_Texte à lire_.
================================

La troisième qualité que le Seigneur reconnaît à Éphèse, c’est la discipline. Nous lisons au verset 6 : « Tu as de la haine pour les oeuvres des Nicolaïtes, que moi aussi je hais ». Qu’est-ce que les Nicolaïtes ? Nous les retrouvons au v. 15, dans la lettre à l’Église de Pergame, où le Seigneur les associe à la doctrine de Balaam. Il semble d’après ce passage qu’il s’agissait d’une forme de gnosticisme antinomien, fait d’orgueil intellectuel qui refusait la simplicité de l’enseignement de Paul, de son adjoint Timothée et de l’apôtre Jean, qui tous trois avaient séjourné à Éphèse. De plus, ces hommes avaient pactisé avec les moeurs de cette ville païenne, corrompue et dissolue, pensant que la grâce de Dieu les laissait libres de vivre dans l’immoralité.

 

Vous vous souvenez de ce qu’a fait Balaam, qui n’avait pas été capable de maudire le peuple d’Israël. Il a dû dire à Balak d’entraîner les enfants d’Israël à la débauche et à l’idolâtrie, pour inciter l’Éternel à les détruire. Le Seigneur reconnaît que l’Église d’Éphèse ne tolère pas le mal et exerce fidèlement la discipline.

 

Mais quelque chose manque à cette Église : un passé heureux, mais un présent médiocre. Sans doute n’était-elle pas descendue aussi bas que Thyatire, que le Seigneur accuse d’adultère et de prostitution. Mais on peut voir dans la persévérance, le discernement, l’orthodoxie d’Éphèse, des obligations accomplies sans chaleur, sans inspiration et sans joie.

 

Et cependant, dans la lettre écrite par Paul à l’Église d’Éphèse, l’apôtre avait parlé de l’amour 20 fois et terminait son épître par ce verset qui m’arrête toujours : « Que la grâce soit avec tous ceux qui aiment notre Seigneur Jésus-Christ d’un amour inaltérable. » Cependant, à peine une génération plus tard, le Seigneur est obligé de dire : « J’ai contre toi que tu as abandonné ton premier amour ». Que s’est-il passé ? Je me suis posé la question, et c’est là peut-être le point le plus important de notre méditation : quelles peuvent être les causes de cette perte d’amour ?

================================

_Matériel fourni_.
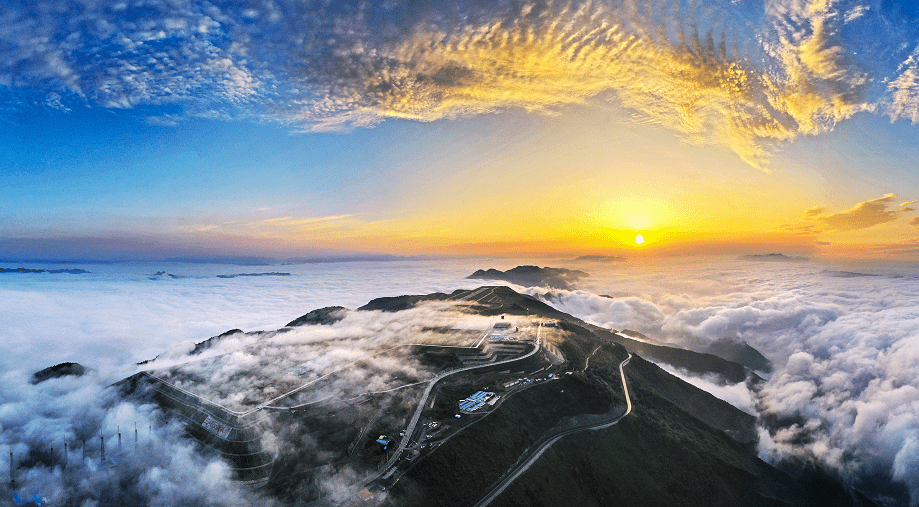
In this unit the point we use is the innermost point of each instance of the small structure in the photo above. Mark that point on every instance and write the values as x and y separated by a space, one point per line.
475 402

================================

_Consigne A_. Reproduisez tel quel le passage de la méditation sur l'Église d'Éphèse, en commençant par « Et cependant, dans » et en allant jusqu'à « perte d’amour ? ».
_Consigne B_. Rédigez la suite de la méditation sur l'Église d'Éphèse à partir de sa dernière phrase.

_Bonne réponse A_.
Et cependant, dans la lettre écrite par Paul à l’Église d’Éphèse, l’apôtre avait parlé de l’amour 20 fois et terminait son épître par ce verset qui m’arrête toujours : « Que la grâce soit avec tous ceux qui aiment notre Seigneur Jésus-Christ d’un amour inaltérable. » Cependant, à peine une génération plus tard, le Seigneur est obligé de dire : « J’ai contre toi que tu as abandonné ton premier amour ». Que s’est-il passé ? Je me suis posé la question, et c’est là peut-être le point le plus important de notre méditation : quelles peuvent être les causes de cette perte d’amour ?

_Bonne réponse B_.
 

 

Trois causes du déclin d’Éphèse : l’habitude, l’égoïsme, le péché

 

Je vous propose trois causes principales (vous pouvez compléter cette liste par vos propres expériences). Je dirai que la première cause, c’est tout simplement l’habitude, la routine : on trace un sillon, et celui-ci devient très vite une ornière. On a des habitudes sacro-saintes, il n’y a pas de découvertes nouvelles, pas de spontanéité, on s’enlise dans la monotonie, souvent au nom de la fidélité au Seigneur et à sa Parole ! Dans certaines assemblées, tout est programmé, minuté, tout se déroule immuablement, et cela au nom de la spontanéité ! Certains cultes sont figés dans un carcan de traditions, à tel point qu’on ne peut toucher à rien.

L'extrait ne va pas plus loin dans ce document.